Verbatim output of the lines below is required, with the images omitted.
_ _ _ _ _ _ _
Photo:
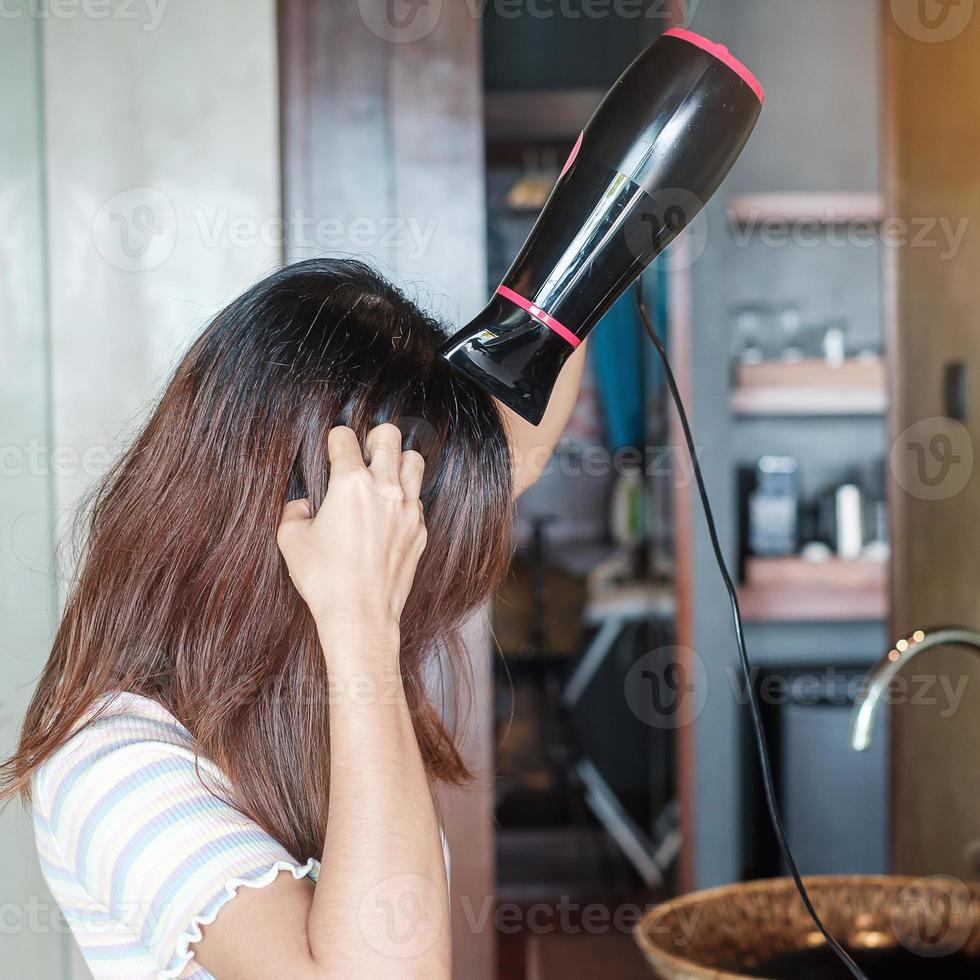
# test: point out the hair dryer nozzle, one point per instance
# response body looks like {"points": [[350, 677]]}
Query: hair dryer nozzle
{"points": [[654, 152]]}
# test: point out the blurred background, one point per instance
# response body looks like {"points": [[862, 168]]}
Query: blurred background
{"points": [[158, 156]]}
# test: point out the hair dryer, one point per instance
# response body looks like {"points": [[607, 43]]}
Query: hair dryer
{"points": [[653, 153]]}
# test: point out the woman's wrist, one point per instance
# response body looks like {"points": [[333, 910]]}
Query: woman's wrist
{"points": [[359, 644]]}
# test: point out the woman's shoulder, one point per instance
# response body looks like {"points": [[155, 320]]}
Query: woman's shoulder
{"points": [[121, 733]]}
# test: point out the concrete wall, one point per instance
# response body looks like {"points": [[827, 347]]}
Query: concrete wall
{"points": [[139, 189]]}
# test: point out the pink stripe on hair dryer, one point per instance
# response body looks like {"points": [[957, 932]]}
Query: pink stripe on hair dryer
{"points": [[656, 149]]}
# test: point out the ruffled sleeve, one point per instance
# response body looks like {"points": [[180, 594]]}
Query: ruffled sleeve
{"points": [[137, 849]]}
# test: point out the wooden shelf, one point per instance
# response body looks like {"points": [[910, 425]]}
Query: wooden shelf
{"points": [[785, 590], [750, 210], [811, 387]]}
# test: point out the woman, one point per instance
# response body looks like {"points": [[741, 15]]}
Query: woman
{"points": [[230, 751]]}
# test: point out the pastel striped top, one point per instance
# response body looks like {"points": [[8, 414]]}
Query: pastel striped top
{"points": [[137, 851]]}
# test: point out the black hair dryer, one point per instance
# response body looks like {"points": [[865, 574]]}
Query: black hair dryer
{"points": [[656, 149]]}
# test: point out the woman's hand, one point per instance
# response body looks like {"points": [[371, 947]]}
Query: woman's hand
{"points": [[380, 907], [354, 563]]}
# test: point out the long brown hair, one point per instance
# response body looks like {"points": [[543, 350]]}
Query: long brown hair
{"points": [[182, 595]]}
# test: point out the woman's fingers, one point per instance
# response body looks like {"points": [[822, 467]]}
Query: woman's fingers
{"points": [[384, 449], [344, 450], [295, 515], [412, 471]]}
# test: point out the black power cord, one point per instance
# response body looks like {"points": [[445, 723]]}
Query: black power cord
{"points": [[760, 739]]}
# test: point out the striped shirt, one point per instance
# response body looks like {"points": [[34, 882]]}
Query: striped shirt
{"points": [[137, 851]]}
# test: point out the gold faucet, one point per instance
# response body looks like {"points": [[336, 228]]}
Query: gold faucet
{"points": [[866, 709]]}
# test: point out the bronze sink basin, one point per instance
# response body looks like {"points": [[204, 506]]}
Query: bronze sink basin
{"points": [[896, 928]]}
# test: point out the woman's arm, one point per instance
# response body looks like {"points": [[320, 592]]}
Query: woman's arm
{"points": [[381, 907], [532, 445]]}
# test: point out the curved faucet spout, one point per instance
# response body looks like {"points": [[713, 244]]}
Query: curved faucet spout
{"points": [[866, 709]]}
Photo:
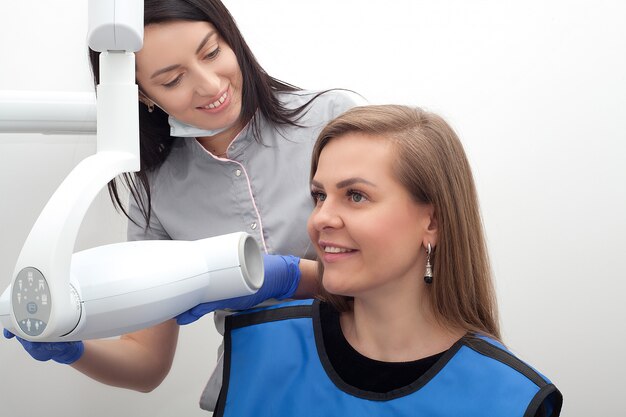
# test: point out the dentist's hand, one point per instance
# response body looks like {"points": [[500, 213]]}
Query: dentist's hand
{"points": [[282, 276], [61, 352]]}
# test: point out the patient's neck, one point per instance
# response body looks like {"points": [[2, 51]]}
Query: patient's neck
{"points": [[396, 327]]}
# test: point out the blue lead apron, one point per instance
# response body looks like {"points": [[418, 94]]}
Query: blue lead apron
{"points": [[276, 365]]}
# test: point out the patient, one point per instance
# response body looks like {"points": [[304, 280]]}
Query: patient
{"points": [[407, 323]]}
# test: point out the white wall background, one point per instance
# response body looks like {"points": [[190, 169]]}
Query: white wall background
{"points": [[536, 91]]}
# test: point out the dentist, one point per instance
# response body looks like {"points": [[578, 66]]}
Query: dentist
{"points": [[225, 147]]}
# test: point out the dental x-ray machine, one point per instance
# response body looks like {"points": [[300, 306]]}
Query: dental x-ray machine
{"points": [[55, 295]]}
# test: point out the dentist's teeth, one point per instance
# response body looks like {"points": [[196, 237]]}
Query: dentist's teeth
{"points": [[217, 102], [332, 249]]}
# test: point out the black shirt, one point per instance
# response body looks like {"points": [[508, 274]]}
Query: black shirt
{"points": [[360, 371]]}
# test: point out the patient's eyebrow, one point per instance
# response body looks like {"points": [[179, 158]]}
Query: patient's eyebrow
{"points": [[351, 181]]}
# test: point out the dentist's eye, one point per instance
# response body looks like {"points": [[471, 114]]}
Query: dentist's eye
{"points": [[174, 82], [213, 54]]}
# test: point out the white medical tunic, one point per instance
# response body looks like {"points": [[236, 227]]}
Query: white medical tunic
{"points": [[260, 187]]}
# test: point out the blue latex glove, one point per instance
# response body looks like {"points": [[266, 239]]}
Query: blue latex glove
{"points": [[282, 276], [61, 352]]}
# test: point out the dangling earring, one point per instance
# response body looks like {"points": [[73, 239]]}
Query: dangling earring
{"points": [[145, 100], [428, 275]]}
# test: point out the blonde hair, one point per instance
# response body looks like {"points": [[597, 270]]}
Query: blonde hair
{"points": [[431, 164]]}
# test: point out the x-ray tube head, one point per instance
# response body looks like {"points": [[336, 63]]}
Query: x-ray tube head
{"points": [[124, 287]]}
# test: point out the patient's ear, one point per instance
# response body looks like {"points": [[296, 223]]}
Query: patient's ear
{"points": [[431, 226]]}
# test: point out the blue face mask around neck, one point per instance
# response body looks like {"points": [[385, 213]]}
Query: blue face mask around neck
_ _ _ _ _ _ _
> [WRITTEN REPLY]:
Photo:
# test: point out the hair dryer nozzle, one point per instance
# response body looks like {"points": [[350, 677]]}
Query: hair dryer nozzle
{"points": [[654, 152]]}
# test: point out the blurred background, one point per instance
# response body looks like {"points": [[862, 168]]}
Query: blurred background
{"points": [[158, 156]]}
# test: point out the hair dryer, one point per instance
# response body looks like {"points": [[607, 43]]}
Query: hair dryer
{"points": [[653, 153]]}
# test: point out the woman's wrist, one point per instance
# response body looks like {"points": [[333, 910]]}
Query: woman's wrist
{"points": [[359, 644]]}
# test: point out the woman's shoulder, one point per instance
# response body looks like {"points": [[155, 320]]}
Query: woman's shoulder
{"points": [[121, 733]]}
# test: point out the concrete wall, one point per instance
# response body looks like {"points": [[827, 347]]}
Query: concrete wall
{"points": [[139, 189]]}
# test: point out the pink stripe on hair dryer, one point per instance
# response body looks like {"points": [[957, 932]]}
Query: pink stripe on hair dryer
{"points": [[656, 149]]}
# test: point out the ruffled sleeve, one point per instance
# response body looks like {"points": [[180, 594]]}
Query: ruffled sleeve
{"points": [[137, 849]]}
# test: point out the wooden shelf, one point per instance
# response body looks like {"points": [[910, 425]]}
Query: wooden shelf
{"points": [[785, 590], [750, 210], [811, 387]]}
# test: point out the woman, one point per instance
# response body looks like {"points": [[741, 15]]}
Query: woman
{"points": [[230, 751]]}
# test: point out the pastel striped top, one point per instance
# response body looks like {"points": [[8, 414]]}
Query: pastel striped top
{"points": [[137, 851]]}
# test: point out the black hair dryer, one point per instance
# response body looks like {"points": [[865, 574]]}
Query: black hair dryer
{"points": [[656, 149]]}
# test: point out the woman's hand, one point per instance
# response body looks like {"points": [[371, 947]]}
Query: woman's hand
{"points": [[380, 907], [354, 563]]}
# test: point out the long brown hair, one point per instance
# response body looks like {"points": [[543, 350]]}
Query: long brown hair
{"points": [[182, 595]]}
# test: point out the woman's fingers, one point per instance
# response body looks like {"points": [[822, 467]]}
Query: woman's fingers
{"points": [[384, 449], [344, 450], [295, 515], [412, 471]]}
# test: point out the black power cord, one point per instance
# response body looks like {"points": [[445, 723]]}
Query: black power cord
{"points": [[760, 739]]}
# test: point out the striped shirt, one point per instance
# response body looks like {"points": [[34, 882]]}
Query: striped shirt
{"points": [[137, 851]]}
# test: point out the gold faucet, one point per instance
# response body looks like {"points": [[336, 228]]}
Query: gold faucet
{"points": [[866, 709]]}
# test: point out the bronze sink basin, one point per instance
# response body looks like {"points": [[204, 506]]}
Query: bronze sink basin
{"points": [[896, 928]]}
# test: point out the woman's arm, one point per instance
# response body looks like {"points": [[320, 592]]}
Query: woman's arm
{"points": [[381, 907], [532, 445]]}
# test: point out the curved faucet spout, one point per instance
# response body looks like {"points": [[713, 244]]}
Query: curved faucet spout
{"points": [[866, 709]]}
Photo:
# test: point out the dentist's hand, one point per instance
# response body looks like {"points": [[500, 213]]}
Query: dentist's hand
{"points": [[282, 276], [61, 352]]}
# test: point out the patient's neck, one point per instance
# response body looks like {"points": [[2, 51]]}
Query: patient's neck
{"points": [[396, 327]]}
# test: point out the blue lead apron, one point per instance
# response body looks like {"points": [[418, 94]]}
Query: blue lead apron
{"points": [[276, 365]]}
# test: point out the patient, one point per instance
# response body looks like {"points": [[304, 280]]}
Query: patient
{"points": [[407, 323]]}
# test: point out the white wall background, one point per instance
# response body looks like {"points": [[190, 169]]}
Query: white wall background
{"points": [[536, 91]]}
# test: point out the dentist, one point per instance
# response body looks like {"points": [[578, 66]]}
Query: dentist
{"points": [[225, 147]]}
# test: point out the dental x-ray machine, one point per instance
# response body looks like {"points": [[300, 306]]}
Query: dental x-ray machine
{"points": [[55, 295]]}
# test: point out the dentist's teeth, one point per instance
# response body looks like {"points": [[196, 237]]}
Query: dentist's teeth
{"points": [[217, 102], [332, 249]]}
# test: point out the black shirt, one point per instance
# response body looks like {"points": [[508, 274]]}
Query: black shirt
{"points": [[360, 371]]}
# test: point out the patient's eyebrow, one point per instance
# response body looks like {"points": [[179, 158]]}
Query: patient's eyebrow
{"points": [[351, 181]]}
# test: point out the dentist's eye, one point per instance
# response body looks like {"points": [[471, 114]]}
Query: dentist's eye
{"points": [[174, 82], [213, 54]]}
# test: point out the white medical tunic, one point per instance
# response body looks like {"points": [[236, 227]]}
Query: white medical tunic
{"points": [[260, 187]]}
# test: point out the blue latex glove, one point per instance
# response body looks like {"points": [[266, 239]]}
Query: blue latex glove
{"points": [[282, 276], [61, 352]]}
# test: point out the dangling earring, one point per instance
# response body looks like {"points": [[73, 239]]}
Query: dangling earring
{"points": [[145, 100], [428, 275]]}
# test: point out the blonde hair, one point per instance
# response body looks like {"points": [[597, 270]]}
Query: blonde hair
{"points": [[431, 164]]}
# test: point out the x-ray tube head, one point per instance
# response body looks like {"points": [[336, 63]]}
Query: x-ray tube head
{"points": [[124, 287]]}
# test: point out the patient's ear, one point per instance
# response body looks like {"points": [[296, 223]]}
Query: patient's ear
{"points": [[431, 226]]}
# test: point out the blue face mask around neck, one point per instance
# response body looks like {"points": [[385, 213]]}
Query: blue face mask around neck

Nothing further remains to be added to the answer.